··· Supplied passage

At this point in time, the record becomes murky due to conflicting testimony between respondent and Mrs. Stewart and the absence of corroborating evidence. Respondent testified that Mrs. Stewart offered to sell him the Palm Springs condo. Specifically, he said that Mrs. Stewart asked him to assume the mortgage payments for the condo, pay the past-due HOA dues and pay the taxes. At the time, there was a balance of approximately $34,000 left on the condominium’s first trust deed. The parties stipulated that the condominium’s fair market value as of July, 1999, was approximately $29,000 to $34,000.

Respondent testified that he told Mrs. Stewart that he was not interested in purchasing the condo but he had a client named Ajax Corporation (Ajax) that might be interested. Ajax had at least one shareholder, Ray Lyons, who was also president of the company. Lyons was a long-standing client and friend of respondent, as well as a business partner in at least one deal involving the purchase of a bar. Not only did respondent represent Ajax, but he was also its agent for service of process and, at different times after March 2001, he served as Ajax’s president.[4]

Respondent testified that he communicated Mrs. Stewart’s offer to Lyons and that Lyons was interested, but wanted respondent to be “involved” in managing the condo for him “so that [Lyons] wouldn’t have to be – you know, have a problem with it or be burdened with it.” He further testified that Lyons suggested that respondent’s minor son, Chance Casey, be made a joint tenant and be given a 50-percent ownership interest in the condo, in part because Lyons was fond of Chance, and in part, according to respondent, because “this was [Lyons’] way of getting me involved to manage this condominium for him.” Respondent did not disclose the terms of the proposed purchase by Ajax in writing to the Stewarts.

Mrs. Stewart had a very different understanding of the transaction. She testified that she asked respondent to “handle” the condo for her since she “had not been able to get the tenant who was there to pay her on time.” Since respondent was in “Palm Springs and [she] was in Santa Ana,” she thought it was “easier for him to – to look over the property and see what [could] be done because she wasn’t getting anywhere with” the current tenant. Mrs. Stewart further testified: “I contacted Mr. Casey as my counsel. I thought that I – he would look after my interest and help me to resolve this matter hopefully with good tenants, and of course I expected him to be reimbursed one way or another even if it came to the point where we had to sell the condominium. If it came to that, I said to him, ‘Remember, Mr. Casey, we share.’” Mrs. Stewart thus believed that respondent would help to stabilize the property with good tenants and that if at some point it became necessary to sell the condo, she and respondent would in some manner share in the proceeds of the sale.

······
··· Data extract

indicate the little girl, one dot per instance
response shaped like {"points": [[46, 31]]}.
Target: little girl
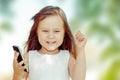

······

> Complete the following
A. Answer these about the condo dispute passage:
(i) About how much was still owed on the condominium's first trust deed?
(ii) Which Ajax shareholder was also the company's president?
(iii) What city did Mrs. Stewart say she was in?
B. Return the condo dispute passage between "At this point" and "approximately $29,000 to $34,000.", inclusive.

> Answer set
A.
(i) About $34,000
(ii) Ray Lyons
(iii) Santa Ana

B.
At this point in time, the record becomes murky due to conflicting testimony between respondent and Mrs. Stewart and the absence of corroborating evidence. Respondent testified that Mrs. Stewart offered to sell him the Palm Springs condo. Specifically, he said that Mrs. Stewart asked him to assume the mortgage payments for the condo, pay the past-due HOA dues and pay the taxes. At the time, there was a balance of approximately $34,000 left on the condominium’s first trust deed. The parties stipulated that the condominium’s fair market value as of July, 1999, was approximately $29,000 to $34,000.